▼

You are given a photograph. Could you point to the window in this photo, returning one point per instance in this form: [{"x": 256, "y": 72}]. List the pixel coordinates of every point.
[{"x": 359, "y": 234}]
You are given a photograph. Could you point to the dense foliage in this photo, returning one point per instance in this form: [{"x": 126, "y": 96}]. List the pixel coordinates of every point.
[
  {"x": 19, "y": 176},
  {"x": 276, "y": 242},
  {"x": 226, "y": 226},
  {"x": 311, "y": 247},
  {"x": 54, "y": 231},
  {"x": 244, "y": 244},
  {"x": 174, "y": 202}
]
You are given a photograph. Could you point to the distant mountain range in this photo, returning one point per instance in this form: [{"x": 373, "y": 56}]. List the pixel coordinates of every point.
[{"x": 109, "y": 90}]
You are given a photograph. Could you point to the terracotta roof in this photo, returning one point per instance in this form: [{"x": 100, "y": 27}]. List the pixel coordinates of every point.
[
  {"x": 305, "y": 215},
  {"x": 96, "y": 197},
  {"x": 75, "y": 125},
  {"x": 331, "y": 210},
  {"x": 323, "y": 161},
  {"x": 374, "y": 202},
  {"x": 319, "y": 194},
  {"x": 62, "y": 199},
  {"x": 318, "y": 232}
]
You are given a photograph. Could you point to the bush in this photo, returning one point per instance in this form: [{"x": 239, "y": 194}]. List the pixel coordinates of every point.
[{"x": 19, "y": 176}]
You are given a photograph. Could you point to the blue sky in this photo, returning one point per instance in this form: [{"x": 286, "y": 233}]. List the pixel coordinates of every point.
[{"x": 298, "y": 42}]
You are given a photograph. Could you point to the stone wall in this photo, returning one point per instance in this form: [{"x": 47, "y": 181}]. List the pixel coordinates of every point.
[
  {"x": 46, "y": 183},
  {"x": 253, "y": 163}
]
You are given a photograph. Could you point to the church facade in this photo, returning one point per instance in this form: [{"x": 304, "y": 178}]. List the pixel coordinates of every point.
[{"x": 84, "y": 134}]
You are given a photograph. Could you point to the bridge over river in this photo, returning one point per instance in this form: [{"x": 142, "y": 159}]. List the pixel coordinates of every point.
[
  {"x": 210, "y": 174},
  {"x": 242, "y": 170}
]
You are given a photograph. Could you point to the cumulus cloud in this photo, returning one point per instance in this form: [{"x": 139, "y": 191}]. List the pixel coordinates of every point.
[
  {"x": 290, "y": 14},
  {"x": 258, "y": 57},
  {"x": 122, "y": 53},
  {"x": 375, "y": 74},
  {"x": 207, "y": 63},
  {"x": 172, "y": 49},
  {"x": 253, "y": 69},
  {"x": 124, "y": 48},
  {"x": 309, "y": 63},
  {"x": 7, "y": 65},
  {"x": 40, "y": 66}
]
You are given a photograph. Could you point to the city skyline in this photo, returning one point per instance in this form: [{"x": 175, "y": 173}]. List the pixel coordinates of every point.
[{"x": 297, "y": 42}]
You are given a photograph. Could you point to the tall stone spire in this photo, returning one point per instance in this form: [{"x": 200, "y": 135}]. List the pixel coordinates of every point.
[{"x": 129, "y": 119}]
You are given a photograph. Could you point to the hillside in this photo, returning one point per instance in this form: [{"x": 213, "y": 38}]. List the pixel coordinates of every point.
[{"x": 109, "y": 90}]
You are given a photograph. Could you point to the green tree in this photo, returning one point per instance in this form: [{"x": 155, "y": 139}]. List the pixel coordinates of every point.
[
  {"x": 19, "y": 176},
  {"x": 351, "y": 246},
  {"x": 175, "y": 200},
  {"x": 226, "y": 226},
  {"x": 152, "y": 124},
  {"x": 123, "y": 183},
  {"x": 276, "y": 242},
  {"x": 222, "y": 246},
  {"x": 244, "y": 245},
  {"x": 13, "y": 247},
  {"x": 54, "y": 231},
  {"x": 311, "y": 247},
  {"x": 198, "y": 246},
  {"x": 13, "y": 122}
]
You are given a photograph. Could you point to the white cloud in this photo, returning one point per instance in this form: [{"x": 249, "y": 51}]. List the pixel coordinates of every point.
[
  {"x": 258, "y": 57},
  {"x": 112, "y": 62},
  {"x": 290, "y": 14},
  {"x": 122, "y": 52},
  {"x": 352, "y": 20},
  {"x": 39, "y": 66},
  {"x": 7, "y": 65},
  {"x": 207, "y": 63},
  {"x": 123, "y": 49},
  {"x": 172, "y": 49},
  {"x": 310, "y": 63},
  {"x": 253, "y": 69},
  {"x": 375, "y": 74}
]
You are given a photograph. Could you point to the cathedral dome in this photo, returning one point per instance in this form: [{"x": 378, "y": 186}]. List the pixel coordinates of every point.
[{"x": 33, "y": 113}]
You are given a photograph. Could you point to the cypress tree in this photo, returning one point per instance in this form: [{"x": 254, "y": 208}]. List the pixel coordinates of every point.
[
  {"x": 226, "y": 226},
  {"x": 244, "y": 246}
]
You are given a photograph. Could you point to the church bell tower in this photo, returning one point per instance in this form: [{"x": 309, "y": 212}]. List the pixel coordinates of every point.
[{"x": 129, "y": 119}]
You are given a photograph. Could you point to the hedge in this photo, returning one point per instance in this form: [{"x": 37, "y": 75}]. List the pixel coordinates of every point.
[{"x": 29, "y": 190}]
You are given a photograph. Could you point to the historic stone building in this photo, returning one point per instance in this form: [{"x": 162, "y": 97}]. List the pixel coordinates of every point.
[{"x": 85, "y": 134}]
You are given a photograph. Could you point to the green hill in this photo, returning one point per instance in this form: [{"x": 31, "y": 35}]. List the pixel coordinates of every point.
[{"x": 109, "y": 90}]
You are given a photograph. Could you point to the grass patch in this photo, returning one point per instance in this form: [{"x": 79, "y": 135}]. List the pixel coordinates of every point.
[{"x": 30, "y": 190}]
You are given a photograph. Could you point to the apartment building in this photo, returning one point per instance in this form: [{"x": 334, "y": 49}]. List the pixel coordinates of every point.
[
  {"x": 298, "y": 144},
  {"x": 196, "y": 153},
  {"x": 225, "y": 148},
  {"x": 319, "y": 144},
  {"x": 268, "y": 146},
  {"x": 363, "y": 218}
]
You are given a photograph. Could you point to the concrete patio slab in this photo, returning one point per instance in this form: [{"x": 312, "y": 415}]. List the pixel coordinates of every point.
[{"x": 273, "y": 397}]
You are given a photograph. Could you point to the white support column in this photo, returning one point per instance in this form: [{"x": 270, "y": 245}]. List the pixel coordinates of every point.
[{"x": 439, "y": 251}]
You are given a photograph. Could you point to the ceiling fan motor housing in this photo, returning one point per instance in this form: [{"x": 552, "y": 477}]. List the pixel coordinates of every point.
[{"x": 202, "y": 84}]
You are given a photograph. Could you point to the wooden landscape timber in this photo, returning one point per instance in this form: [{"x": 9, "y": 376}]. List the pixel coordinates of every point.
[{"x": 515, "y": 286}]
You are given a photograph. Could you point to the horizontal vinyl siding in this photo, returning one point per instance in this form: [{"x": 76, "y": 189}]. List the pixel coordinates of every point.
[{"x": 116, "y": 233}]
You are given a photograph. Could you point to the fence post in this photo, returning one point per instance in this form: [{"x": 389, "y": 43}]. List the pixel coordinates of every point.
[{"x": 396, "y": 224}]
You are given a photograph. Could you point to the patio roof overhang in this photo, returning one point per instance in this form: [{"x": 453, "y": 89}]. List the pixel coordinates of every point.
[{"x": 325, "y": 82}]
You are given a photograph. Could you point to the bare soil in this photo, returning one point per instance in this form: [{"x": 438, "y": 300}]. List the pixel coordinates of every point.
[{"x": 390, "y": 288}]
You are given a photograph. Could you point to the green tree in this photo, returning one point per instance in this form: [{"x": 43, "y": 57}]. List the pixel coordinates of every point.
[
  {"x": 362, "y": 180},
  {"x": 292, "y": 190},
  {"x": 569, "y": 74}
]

▲

- _Exercise brief_
Repeat all the records. Match each line exactly.

- _Expected answer_
You are given a photograph. Could you point to the window in this photo, returning one point per instance in this form: [{"x": 256, "y": 72}]. List the pixel coordinates of every point.
[{"x": 359, "y": 234}]
You are given a photograph. Could you point to the dense foliage in this photo, returning one point per instance in this form: [{"x": 126, "y": 96}]. List the pixel coordinates of every point.
[
  {"x": 19, "y": 176},
  {"x": 276, "y": 242},
  {"x": 226, "y": 226},
  {"x": 311, "y": 247},
  {"x": 54, "y": 231},
  {"x": 244, "y": 244},
  {"x": 174, "y": 202}
]
You are given a photograph. Could you point to the distant mountain range in this photo, returning one point per instance in this form: [{"x": 373, "y": 56}]. List the pixel coordinates of every point.
[{"x": 109, "y": 90}]
You are given a photograph. Could you point to the terracotta roof in this photo, returning one point per instance in this form: [{"x": 100, "y": 27}]. List the pixel coordinates of every point.
[
  {"x": 305, "y": 215},
  {"x": 96, "y": 197},
  {"x": 75, "y": 125},
  {"x": 331, "y": 210},
  {"x": 323, "y": 161},
  {"x": 374, "y": 202},
  {"x": 319, "y": 194},
  {"x": 62, "y": 199},
  {"x": 318, "y": 232}
]
You are given a photograph. Could you point to the bush in this photo, returning one point per instance in this form: [{"x": 239, "y": 194}]. List the pixel coordinates of every point.
[{"x": 19, "y": 176}]
You are given a photograph. Could you point to the blue sky in this photo, returning one point per instance in this form: [{"x": 286, "y": 233}]. List the pixel coordinates of every point.
[{"x": 298, "y": 42}]
You are given a photograph. Could you point to the stone wall in this photo, returning one point per instance in this form: [{"x": 47, "y": 181}]. List the pixel coordinates of every point.
[
  {"x": 46, "y": 183},
  {"x": 253, "y": 163}
]
You are given a photograph. Could you point to the church facade in this photo, returning one point per instance in this form: [{"x": 304, "y": 178}]. List the pixel coordinates of every point.
[{"x": 84, "y": 134}]
You are given a photograph. Could you point to the bridge over river in this photo, returning one point per instance in this form: [{"x": 142, "y": 159}]. List the pixel coordinates of every point.
[
  {"x": 210, "y": 174},
  {"x": 242, "y": 170}
]
You are given a photograph. Could you point to the cumulus cloud in this photo, returning one point per instance in this form: [{"x": 139, "y": 191}]. List the pixel coordinates of every point.
[
  {"x": 290, "y": 14},
  {"x": 258, "y": 57},
  {"x": 122, "y": 53},
  {"x": 375, "y": 74},
  {"x": 207, "y": 63},
  {"x": 172, "y": 49},
  {"x": 253, "y": 69},
  {"x": 124, "y": 48},
  {"x": 309, "y": 63},
  {"x": 7, "y": 65},
  {"x": 40, "y": 66}
]
You are given a photograph. Could you point to the city skyline in this photo, returning one point per instance in this form: [{"x": 175, "y": 173}]. List the pixel coordinates of every point.
[{"x": 297, "y": 42}]
You are given a photograph. Could you point to the tall stone spire in this photo, returning one point per instance in this form: [{"x": 200, "y": 135}]. List the pixel coordinates of every point.
[{"x": 129, "y": 119}]
You are given a photograph. Could you point to the hillside in this photo, returning one point per instance in this form: [{"x": 213, "y": 38}]. List the pixel coordinates of every point.
[{"x": 109, "y": 90}]
You are given a photograph. Could you point to the green tree in this photo, returning one point per instance in this form: [{"x": 155, "y": 139}]. List the pixel coordinates of every point.
[
  {"x": 19, "y": 176},
  {"x": 351, "y": 246},
  {"x": 175, "y": 200},
  {"x": 226, "y": 226},
  {"x": 152, "y": 124},
  {"x": 123, "y": 183},
  {"x": 276, "y": 242},
  {"x": 222, "y": 246},
  {"x": 244, "y": 245},
  {"x": 13, "y": 247},
  {"x": 54, "y": 231},
  {"x": 311, "y": 247},
  {"x": 198, "y": 246},
  {"x": 13, "y": 122}
]
You are given a photograph. Could you point to the white cloud in this photo, returning one point per instance in this form: [{"x": 249, "y": 51}]. List the pixel coordinates of every point.
[
  {"x": 258, "y": 57},
  {"x": 112, "y": 62},
  {"x": 290, "y": 14},
  {"x": 122, "y": 52},
  {"x": 352, "y": 20},
  {"x": 39, "y": 66},
  {"x": 7, "y": 65},
  {"x": 207, "y": 63},
  {"x": 123, "y": 49},
  {"x": 172, "y": 49},
  {"x": 310, "y": 63},
  {"x": 253, "y": 69},
  {"x": 375, "y": 74}
]
You are given a photograph. Could you point to the cathedral dome in this photo, returning one point per instance in this form: [{"x": 378, "y": 186}]. List the pixel coordinates of every point.
[{"x": 33, "y": 113}]
You are given a photograph. Could you point to the cypress tree in this photo, returning one point per instance in this form: [{"x": 254, "y": 208}]. List the pixel coordinates of every point.
[
  {"x": 226, "y": 226},
  {"x": 244, "y": 246}
]
You are given a photograph. Could you point to the church bell tower in this photo, returning one point per instance in this form: [{"x": 309, "y": 212}]. List the pixel coordinates of every point.
[{"x": 129, "y": 119}]
You are given a photograph. Could you point to the hedge in this photo, returning one point per instance in this form: [{"x": 37, "y": 75}]. List the pixel coordinates of every point.
[{"x": 29, "y": 190}]
You are given a photograph. Could you point to the historic stone building in this photo, returning one point per instance in this form: [{"x": 162, "y": 97}]. List the pixel coordinates of every point.
[{"x": 85, "y": 134}]
You are given a photograph. Could you point to the green hill in this photo, returning one point per instance in this form: [{"x": 31, "y": 35}]. List the pixel coordinates of every point.
[{"x": 109, "y": 90}]
You are given a photograph. Could you point to the grass patch in this photo, returning one point per instance in this form: [{"x": 79, "y": 135}]. List the pixel coordinates of every point.
[{"x": 30, "y": 190}]
You are given a photograph. Could you point to the apartment building in this photo, returning one point per instance in this form: [{"x": 334, "y": 49}]. List the pixel coordinates of every point.
[
  {"x": 298, "y": 144},
  {"x": 196, "y": 153},
  {"x": 225, "y": 148},
  {"x": 319, "y": 144},
  {"x": 268, "y": 146},
  {"x": 363, "y": 218}
]
You are given a photograph. Could you point to the concrete patio slab in this photo, returning one point per instance in this form: [{"x": 312, "y": 415}]. List the pixel coordinates of every point.
[{"x": 273, "y": 397}]
You are given a photograph. Could you point to the white support column in this photo, returning one point per instance in this form: [{"x": 270, "y": 245}]. List the pixel coordinates of every point.
[{"x": 439, "y": 251}]
You are given a photograph. Could you point to the ceiling fan motor housing in this photo, returning one point per instance in this form: [{"x": 552, "y": 477}]. List the pixel coordinates of every point.
[{"x": 202, "y": 84}]
You are given a photograph. Could you point to the wooden landscape timber in this photo, returning one point per instance in this form: [{"x": 9, "y": 376}]. List the pixel coordinates of every point.
[{"x": 515, "y": 286}]
You are given a photograph. Could you point to the horizontal vinyl siding in this photo, returning one point per instance in this form: [{"x": 76, "y": 189}]. List the pixel coordinates of every point.
[{"x": 116, "y": 233}]
You are given a photograph. Could you point to the fence post in this photo, returning one point per instance in this form: [{"x": 389, "y": 43}]. List the pixel coordinates of every point.
[{"x": 396, "y": 224}]
You are given a photograph. Could you point to the patio roof overhang in this photo, returning one point per instance in this form: [{"x": 453, "y": 89}]. List the pixel coordinates of every point.
[{"x": 325, "y": 82}]
You are given a photograph. Could you point to the bare soil in this photo, returning one point per instance in this form: [{"x": 438, "y": 300}]. List the pixel coordinates of every point.
[{"x": 390, "y": 288}]
You are given a photograph. Could you point to the green tree in this photo, returning one point per instance in this form: [{"x": 43, "y": 57}]. List the pixel coordinates of every point.
[
  {"x": 362, "y": 180},
  {"x": 292, "y": 190},
  {"x": 569, "y": 74}
]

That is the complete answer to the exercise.